Work instructions: Please answer from the comments page below: how did Paula first come across Syd's music?

Given text:
┄┄┄┄┄┄┄┄┄┄┄┄┄┄┄┄┄┄┄┄

Intellectual House o' Pancakes Comments Page and Grill

(On some browsers you'll need to refresh this page in order to see the comment you just left.)

Greg - 2006-09-17 23:15:20
Firstly: Psych Night at Freddy's was excellent. Thank you all IHoP managers and readers who were participants. Re: Syd--I don't know the average age or background of IHoP regulars, but there was a window there in the 70s for hicktown kids (like me) when it was near impossible to get any Floyd prior to Wish You Were Here, let alone solo Syd. Madcap Laughs was considered a trophy find and the true signifier of musical creds. I learned about Syd Barrett working backwards from Roger Waters interviews... despite that I had found a copy of Piper at the Gates of Dawn, combined with Saucerful of Secrets on 8-track... no liner notes, folks. Syd was legend. Syd was apocryphal. It was nice to see him represented last night... well represented I may add, by everybody. Discovering his songs after the fact was great the first time around. Rediscovering through everybody last night was great. Hats off to the performers, figuratively and literally to those who "bowled" the strikes. Thanks to all. Very cool. It was also very cool to hear an Echo & The Bunnymen cover, one of my favorite songs by a favorite band--Killing Moon a psychedelic classic if there ever was one.
-------------------------------
Paula - 2006-09-18 00:01:25
Madcap Laughs was considered a trophy find and the true signifier of musical creds

I actually stumbled upon Syd's music after hearing an REM live bootleg whereon they covered "Dark Globe." I was awed by the song, and how it managed to convey such pain and alienation using words that made little sense at all. (Except the chorus).

┄┄┄┄┄┄┄┄┄┄┄┄┄┄┄┄┄┄┄┄

Data records:
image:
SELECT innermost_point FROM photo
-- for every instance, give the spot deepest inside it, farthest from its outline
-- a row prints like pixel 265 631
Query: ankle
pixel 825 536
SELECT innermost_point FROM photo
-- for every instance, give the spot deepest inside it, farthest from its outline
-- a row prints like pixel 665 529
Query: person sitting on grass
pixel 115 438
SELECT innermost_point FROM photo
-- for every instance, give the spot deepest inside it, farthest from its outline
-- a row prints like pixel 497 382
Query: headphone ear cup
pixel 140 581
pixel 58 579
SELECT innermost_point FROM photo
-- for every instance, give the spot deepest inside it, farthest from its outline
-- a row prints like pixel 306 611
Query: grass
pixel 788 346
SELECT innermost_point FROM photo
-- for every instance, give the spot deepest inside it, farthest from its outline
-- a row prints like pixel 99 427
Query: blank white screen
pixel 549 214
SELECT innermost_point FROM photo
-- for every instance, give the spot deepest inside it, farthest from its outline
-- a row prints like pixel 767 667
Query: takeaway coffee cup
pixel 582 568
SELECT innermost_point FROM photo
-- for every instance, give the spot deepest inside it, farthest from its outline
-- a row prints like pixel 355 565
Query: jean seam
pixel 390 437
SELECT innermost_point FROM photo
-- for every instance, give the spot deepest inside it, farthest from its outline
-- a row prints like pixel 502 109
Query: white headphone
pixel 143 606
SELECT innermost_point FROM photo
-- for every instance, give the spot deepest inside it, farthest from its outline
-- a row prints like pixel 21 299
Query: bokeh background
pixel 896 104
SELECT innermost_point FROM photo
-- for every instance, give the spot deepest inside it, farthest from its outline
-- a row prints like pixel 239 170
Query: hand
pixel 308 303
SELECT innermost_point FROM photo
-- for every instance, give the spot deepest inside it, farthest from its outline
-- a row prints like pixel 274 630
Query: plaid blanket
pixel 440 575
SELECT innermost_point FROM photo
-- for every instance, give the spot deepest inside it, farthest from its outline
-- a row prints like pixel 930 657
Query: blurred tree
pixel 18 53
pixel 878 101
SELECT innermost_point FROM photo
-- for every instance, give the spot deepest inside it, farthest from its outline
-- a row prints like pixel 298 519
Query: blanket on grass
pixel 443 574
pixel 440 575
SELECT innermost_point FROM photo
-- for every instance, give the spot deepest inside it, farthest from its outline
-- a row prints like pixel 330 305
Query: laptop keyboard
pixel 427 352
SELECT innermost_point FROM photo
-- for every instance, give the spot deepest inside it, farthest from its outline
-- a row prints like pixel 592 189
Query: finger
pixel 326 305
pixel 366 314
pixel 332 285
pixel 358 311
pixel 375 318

┄┄┄┄┄┄┄┄┄┄┄┄┄┄┄┄┄┄┄┄

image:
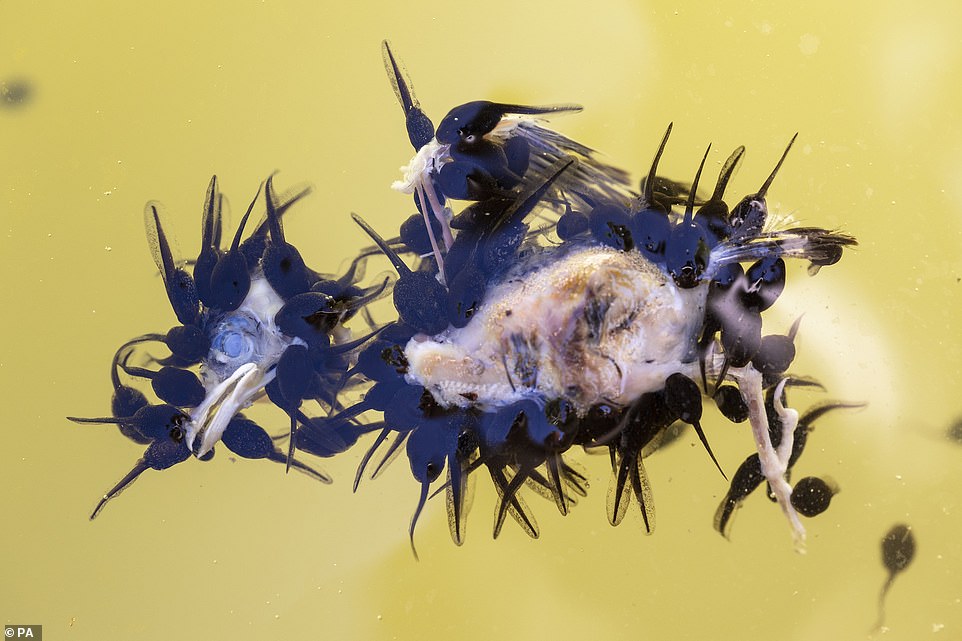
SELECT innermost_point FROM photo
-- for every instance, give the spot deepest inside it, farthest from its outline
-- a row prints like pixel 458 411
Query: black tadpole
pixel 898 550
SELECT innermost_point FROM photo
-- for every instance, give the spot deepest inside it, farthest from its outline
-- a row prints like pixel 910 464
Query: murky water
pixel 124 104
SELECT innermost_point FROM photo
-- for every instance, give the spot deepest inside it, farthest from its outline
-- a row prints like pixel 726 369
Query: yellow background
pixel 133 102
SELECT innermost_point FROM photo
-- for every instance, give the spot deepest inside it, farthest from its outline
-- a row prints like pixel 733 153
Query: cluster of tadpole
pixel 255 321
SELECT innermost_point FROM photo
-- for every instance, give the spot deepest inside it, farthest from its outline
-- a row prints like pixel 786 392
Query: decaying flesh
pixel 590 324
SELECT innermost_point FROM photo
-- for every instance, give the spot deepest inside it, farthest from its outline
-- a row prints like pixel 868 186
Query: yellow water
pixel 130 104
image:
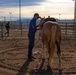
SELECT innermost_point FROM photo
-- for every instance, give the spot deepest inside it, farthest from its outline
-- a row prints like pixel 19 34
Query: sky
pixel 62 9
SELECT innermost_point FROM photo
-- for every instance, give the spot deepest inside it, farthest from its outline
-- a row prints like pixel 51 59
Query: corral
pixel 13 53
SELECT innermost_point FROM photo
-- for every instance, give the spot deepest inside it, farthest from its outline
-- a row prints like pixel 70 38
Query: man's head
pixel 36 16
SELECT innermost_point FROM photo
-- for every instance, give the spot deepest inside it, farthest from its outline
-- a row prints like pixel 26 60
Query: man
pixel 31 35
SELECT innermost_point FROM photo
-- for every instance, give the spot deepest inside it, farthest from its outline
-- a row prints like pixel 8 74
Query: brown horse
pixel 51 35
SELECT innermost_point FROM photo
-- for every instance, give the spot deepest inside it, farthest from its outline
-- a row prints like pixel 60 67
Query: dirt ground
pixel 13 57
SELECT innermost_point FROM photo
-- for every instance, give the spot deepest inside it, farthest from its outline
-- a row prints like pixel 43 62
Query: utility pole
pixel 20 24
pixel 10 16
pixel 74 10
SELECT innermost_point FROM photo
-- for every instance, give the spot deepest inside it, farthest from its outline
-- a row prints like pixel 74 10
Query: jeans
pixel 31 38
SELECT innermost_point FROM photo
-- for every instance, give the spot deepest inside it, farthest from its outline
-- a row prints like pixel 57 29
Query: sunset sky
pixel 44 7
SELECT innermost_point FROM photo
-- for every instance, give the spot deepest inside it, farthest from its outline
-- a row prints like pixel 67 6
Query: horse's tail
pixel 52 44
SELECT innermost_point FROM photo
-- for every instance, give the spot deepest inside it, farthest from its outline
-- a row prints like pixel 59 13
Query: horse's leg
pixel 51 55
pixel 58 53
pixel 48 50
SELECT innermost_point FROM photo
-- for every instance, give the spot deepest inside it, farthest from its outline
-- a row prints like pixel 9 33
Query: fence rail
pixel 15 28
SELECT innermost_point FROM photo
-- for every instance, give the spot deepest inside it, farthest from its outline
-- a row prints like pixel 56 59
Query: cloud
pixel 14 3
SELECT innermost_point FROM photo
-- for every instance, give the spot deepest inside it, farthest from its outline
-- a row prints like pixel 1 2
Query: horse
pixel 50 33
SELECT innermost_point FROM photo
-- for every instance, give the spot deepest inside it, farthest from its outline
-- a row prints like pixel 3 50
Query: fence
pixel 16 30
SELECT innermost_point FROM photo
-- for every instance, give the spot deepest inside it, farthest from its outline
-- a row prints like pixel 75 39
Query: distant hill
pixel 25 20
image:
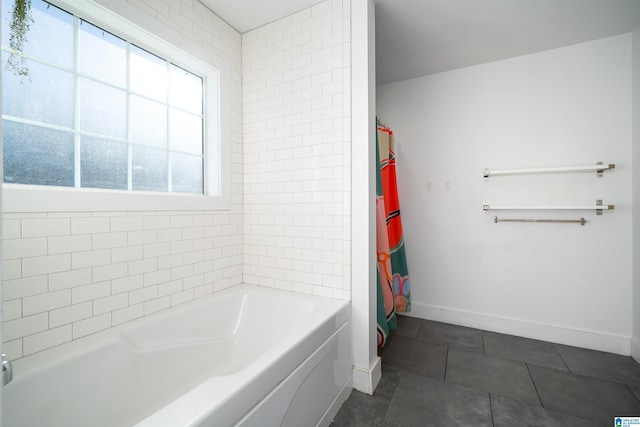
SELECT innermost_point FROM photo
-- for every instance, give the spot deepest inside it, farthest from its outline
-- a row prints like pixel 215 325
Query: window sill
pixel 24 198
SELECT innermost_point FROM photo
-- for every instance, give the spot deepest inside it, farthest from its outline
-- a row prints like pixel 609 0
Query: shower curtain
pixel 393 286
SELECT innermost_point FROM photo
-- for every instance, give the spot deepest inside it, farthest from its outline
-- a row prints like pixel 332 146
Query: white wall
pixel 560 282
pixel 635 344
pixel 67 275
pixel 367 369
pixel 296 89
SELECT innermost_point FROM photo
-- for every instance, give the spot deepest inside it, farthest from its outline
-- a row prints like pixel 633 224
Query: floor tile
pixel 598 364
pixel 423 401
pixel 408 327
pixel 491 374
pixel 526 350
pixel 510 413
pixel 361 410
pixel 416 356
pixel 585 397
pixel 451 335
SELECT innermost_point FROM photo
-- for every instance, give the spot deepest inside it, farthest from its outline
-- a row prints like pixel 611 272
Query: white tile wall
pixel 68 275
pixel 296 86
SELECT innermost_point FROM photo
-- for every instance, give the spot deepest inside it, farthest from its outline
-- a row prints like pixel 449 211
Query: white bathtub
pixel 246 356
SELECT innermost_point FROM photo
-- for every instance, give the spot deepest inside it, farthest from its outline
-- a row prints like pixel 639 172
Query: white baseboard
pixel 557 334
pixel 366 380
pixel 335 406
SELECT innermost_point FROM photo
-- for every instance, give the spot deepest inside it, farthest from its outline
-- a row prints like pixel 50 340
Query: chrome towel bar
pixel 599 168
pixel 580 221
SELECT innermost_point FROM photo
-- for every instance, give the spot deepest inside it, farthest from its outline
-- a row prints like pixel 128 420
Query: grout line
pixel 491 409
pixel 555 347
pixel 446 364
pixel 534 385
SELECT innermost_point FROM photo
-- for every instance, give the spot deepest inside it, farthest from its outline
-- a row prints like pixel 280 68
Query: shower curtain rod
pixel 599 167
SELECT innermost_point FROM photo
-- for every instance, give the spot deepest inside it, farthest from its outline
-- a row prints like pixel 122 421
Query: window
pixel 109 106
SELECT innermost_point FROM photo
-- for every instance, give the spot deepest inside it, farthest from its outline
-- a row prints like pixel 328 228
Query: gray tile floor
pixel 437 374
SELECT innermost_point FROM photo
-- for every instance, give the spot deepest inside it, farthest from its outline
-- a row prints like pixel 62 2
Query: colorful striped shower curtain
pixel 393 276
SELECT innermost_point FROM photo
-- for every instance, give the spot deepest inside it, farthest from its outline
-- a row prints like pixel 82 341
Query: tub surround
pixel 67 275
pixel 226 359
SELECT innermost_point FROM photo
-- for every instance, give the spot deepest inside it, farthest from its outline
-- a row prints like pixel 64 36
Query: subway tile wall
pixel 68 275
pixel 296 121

┄┄┄┄┄┄┄┄┄┄┄┄┄┄┄┄┄┄┄┄

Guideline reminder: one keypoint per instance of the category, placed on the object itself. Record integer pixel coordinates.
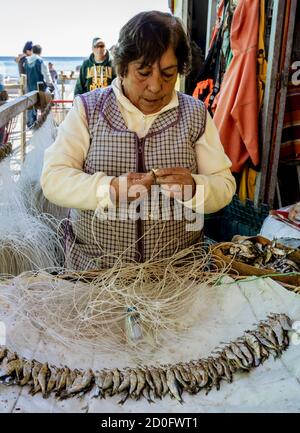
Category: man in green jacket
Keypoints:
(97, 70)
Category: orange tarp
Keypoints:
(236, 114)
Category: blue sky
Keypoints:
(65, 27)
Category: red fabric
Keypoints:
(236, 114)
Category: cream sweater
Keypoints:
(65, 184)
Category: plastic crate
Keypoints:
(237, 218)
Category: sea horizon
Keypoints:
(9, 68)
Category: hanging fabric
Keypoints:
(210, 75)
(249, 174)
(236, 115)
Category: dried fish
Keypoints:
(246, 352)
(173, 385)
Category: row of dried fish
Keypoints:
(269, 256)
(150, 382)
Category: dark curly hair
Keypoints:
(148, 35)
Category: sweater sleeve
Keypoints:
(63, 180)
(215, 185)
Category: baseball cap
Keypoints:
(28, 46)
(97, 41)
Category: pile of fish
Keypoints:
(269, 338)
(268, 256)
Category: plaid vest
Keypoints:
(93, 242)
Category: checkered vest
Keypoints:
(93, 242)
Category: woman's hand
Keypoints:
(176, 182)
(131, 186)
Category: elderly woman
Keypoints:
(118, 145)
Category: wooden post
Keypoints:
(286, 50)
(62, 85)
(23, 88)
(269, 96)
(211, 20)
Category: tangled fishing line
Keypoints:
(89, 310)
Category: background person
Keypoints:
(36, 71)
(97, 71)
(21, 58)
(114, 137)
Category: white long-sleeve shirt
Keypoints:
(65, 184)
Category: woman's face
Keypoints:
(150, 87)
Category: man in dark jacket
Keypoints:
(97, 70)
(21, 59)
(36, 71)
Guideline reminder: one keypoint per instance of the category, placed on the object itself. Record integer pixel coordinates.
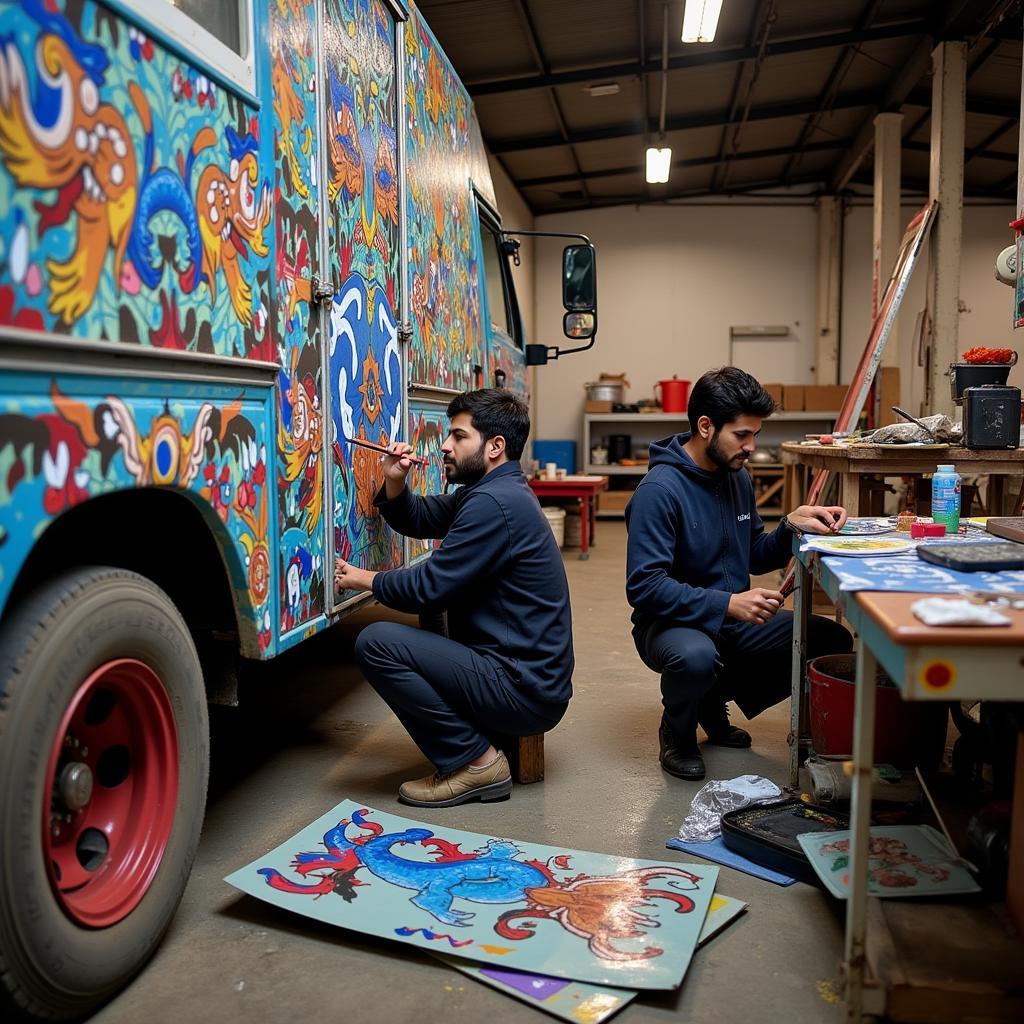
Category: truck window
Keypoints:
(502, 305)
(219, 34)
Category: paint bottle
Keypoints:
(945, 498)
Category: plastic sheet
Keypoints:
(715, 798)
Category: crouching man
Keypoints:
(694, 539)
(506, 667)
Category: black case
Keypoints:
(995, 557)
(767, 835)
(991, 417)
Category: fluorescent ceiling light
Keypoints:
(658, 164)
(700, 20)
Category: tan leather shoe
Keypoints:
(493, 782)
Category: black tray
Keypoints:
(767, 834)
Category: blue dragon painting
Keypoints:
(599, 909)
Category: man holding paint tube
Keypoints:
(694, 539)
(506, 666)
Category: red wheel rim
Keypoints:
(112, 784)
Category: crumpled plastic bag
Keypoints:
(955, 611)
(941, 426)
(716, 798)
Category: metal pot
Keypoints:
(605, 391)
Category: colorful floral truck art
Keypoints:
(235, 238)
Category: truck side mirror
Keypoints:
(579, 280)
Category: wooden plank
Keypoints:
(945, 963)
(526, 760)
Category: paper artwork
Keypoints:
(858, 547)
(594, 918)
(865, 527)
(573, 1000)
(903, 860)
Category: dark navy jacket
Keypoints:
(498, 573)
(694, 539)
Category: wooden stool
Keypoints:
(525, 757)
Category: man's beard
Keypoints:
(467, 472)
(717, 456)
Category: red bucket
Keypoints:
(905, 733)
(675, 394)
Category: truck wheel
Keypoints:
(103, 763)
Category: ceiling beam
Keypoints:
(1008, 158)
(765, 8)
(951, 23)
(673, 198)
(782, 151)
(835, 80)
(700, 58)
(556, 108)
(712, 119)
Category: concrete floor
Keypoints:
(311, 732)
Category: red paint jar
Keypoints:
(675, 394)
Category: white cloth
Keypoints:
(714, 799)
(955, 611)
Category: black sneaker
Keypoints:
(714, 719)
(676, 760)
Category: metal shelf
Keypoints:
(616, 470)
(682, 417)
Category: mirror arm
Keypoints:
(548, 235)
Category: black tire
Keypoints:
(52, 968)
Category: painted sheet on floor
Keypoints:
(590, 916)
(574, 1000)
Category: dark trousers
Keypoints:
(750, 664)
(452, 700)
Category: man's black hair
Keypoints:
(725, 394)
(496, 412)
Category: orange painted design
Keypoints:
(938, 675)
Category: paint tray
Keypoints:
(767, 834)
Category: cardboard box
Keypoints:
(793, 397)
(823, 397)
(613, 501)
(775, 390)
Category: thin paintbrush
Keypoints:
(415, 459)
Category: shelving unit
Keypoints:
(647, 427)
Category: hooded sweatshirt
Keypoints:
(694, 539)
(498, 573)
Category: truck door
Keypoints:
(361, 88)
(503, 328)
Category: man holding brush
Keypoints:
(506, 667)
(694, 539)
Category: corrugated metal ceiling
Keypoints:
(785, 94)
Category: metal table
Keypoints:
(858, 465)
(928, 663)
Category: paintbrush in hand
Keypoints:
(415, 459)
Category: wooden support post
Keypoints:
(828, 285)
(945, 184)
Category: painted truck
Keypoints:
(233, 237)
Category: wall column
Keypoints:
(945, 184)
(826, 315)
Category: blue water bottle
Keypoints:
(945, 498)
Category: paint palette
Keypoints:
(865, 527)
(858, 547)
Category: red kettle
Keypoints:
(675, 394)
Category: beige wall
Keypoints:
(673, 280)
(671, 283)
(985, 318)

┄┄┄┄┄┄┄┄┄┄┄┄┄┄┄┄┄┄┄┄

The result: She heard an REM live bootleg on which they covered "Dark Globe."